| Extracted information |
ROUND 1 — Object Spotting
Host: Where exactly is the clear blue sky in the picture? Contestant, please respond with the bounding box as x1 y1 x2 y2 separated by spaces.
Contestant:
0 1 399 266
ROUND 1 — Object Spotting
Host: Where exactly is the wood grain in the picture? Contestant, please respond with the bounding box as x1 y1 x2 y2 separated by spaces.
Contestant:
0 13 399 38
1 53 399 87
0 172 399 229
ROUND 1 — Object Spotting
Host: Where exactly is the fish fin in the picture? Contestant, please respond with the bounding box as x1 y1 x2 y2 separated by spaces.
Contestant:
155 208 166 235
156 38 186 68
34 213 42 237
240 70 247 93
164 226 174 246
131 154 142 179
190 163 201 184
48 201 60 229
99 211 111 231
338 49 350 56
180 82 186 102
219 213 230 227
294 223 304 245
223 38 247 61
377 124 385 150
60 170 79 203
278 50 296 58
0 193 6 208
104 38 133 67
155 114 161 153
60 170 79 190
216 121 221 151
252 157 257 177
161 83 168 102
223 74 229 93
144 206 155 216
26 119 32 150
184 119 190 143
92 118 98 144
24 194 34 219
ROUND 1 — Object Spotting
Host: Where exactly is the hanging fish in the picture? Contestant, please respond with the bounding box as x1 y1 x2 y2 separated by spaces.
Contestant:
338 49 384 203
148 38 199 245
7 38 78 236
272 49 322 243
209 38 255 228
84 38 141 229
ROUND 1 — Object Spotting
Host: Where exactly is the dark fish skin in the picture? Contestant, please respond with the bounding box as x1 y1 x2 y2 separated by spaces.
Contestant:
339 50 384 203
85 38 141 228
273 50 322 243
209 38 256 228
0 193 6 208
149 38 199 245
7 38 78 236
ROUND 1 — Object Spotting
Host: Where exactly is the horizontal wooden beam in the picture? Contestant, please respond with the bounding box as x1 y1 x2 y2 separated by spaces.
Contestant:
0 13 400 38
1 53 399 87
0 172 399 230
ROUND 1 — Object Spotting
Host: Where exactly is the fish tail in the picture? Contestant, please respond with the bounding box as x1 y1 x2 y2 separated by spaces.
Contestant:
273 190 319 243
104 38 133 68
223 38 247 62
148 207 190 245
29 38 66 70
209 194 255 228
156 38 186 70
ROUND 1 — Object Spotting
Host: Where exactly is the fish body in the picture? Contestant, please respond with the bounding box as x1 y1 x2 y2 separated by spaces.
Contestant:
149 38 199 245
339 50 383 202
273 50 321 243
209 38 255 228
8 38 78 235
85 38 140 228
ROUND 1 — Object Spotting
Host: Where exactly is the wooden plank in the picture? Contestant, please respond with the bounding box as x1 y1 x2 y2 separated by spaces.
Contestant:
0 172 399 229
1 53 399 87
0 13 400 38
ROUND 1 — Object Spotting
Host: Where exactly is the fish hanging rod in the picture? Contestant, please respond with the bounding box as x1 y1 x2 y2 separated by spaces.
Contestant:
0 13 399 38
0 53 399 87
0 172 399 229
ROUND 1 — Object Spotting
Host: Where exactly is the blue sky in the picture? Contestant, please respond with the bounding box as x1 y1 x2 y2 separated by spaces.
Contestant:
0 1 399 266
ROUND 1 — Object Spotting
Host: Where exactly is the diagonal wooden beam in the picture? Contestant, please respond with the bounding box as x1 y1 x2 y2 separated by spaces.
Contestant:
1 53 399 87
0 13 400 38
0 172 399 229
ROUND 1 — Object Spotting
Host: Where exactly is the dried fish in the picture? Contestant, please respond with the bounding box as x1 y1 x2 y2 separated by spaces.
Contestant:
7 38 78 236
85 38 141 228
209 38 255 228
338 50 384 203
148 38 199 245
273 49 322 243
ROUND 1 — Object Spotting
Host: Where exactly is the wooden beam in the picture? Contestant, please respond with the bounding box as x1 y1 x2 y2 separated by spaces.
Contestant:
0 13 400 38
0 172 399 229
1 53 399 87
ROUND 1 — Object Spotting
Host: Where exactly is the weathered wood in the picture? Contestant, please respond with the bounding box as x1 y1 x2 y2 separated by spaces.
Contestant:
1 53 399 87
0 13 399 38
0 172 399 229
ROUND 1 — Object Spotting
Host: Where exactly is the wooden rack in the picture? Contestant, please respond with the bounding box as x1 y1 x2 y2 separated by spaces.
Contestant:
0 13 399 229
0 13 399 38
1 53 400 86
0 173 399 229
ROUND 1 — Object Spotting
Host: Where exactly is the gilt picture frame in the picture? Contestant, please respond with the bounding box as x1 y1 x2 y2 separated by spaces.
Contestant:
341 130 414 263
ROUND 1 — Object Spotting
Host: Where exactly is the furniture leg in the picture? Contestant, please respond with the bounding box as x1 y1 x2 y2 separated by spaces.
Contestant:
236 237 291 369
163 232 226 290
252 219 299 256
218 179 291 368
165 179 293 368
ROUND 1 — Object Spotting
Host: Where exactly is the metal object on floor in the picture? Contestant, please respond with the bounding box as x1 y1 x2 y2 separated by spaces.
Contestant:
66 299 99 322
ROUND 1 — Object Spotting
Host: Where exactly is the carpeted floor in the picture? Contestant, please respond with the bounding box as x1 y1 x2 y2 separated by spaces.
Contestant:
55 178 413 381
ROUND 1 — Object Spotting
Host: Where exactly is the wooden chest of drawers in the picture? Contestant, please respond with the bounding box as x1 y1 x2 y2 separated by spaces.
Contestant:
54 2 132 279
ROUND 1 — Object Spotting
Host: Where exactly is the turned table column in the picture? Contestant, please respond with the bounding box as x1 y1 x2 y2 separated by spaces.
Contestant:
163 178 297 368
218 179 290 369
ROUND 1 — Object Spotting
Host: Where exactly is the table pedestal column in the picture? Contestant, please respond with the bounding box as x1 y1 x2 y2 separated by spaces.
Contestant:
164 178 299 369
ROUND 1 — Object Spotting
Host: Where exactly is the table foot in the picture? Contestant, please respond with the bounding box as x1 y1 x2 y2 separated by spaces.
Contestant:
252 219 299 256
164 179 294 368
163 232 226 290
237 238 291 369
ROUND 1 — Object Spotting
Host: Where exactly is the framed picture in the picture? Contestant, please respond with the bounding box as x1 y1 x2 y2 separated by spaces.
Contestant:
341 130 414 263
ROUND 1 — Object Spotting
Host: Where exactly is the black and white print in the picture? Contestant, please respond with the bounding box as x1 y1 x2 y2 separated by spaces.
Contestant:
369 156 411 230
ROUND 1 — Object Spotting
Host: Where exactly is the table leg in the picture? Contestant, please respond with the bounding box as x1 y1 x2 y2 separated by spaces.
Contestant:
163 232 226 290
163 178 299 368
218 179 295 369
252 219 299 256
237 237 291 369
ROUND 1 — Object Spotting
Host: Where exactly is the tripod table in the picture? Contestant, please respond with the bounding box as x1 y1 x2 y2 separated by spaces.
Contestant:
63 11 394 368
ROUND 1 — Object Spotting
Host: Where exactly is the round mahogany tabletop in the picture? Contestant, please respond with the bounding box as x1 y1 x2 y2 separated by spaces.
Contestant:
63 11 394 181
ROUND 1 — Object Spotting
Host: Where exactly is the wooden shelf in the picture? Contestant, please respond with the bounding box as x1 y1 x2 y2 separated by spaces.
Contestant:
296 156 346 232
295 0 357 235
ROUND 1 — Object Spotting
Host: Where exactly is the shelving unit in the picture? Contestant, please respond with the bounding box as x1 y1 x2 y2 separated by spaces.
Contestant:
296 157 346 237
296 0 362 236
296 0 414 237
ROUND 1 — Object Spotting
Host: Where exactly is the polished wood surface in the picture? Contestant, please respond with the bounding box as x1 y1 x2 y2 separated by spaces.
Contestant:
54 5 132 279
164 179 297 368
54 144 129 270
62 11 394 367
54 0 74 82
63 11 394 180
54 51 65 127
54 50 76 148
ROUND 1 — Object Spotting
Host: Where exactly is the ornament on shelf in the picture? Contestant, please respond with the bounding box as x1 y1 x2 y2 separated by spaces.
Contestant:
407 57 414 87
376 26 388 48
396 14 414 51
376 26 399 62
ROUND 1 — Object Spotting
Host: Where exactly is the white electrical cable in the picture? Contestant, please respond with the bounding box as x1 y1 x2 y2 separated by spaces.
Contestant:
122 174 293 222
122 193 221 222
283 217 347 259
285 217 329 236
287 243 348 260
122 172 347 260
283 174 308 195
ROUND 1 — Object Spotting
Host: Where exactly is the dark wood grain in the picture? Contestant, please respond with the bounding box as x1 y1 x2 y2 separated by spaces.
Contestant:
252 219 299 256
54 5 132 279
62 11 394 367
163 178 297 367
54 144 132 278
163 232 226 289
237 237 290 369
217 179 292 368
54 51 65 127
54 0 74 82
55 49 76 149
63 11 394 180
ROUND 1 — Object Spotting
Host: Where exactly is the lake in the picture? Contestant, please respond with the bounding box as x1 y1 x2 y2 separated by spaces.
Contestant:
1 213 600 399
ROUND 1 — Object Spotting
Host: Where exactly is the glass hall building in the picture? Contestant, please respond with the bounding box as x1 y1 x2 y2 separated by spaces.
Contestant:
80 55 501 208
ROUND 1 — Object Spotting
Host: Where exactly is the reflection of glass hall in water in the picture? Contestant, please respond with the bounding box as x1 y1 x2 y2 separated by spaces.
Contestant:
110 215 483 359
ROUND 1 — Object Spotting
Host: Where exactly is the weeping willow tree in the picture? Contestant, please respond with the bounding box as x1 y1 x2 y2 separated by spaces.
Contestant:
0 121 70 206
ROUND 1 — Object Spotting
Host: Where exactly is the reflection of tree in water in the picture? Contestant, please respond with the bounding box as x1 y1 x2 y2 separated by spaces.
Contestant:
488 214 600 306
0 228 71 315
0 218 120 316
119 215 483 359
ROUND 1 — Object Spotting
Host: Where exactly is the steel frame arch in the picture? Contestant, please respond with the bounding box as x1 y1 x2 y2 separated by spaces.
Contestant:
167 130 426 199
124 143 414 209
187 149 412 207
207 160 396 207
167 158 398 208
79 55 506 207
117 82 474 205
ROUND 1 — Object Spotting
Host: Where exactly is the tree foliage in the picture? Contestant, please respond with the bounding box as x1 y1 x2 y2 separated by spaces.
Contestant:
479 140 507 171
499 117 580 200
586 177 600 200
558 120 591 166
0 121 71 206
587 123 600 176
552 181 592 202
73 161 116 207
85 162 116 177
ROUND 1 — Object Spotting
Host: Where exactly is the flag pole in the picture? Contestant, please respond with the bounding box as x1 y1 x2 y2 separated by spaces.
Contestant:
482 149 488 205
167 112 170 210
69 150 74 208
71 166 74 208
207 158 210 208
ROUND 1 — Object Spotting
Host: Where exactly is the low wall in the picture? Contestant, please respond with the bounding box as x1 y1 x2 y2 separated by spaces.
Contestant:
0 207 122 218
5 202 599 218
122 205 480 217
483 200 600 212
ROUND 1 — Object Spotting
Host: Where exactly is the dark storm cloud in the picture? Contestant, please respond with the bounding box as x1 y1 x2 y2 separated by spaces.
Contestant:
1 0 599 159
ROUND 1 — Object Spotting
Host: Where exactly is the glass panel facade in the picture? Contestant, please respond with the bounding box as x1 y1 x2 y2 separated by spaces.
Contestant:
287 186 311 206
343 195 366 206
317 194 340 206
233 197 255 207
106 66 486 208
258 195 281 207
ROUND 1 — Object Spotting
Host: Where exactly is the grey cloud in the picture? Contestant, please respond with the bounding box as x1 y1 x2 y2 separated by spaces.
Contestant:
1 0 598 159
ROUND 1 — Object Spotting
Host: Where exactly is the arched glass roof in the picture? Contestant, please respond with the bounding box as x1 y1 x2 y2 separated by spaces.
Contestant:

| Work request |
From the data above, work out how many lines contain the string "blue" and reply with only the number.

| Answer box |
2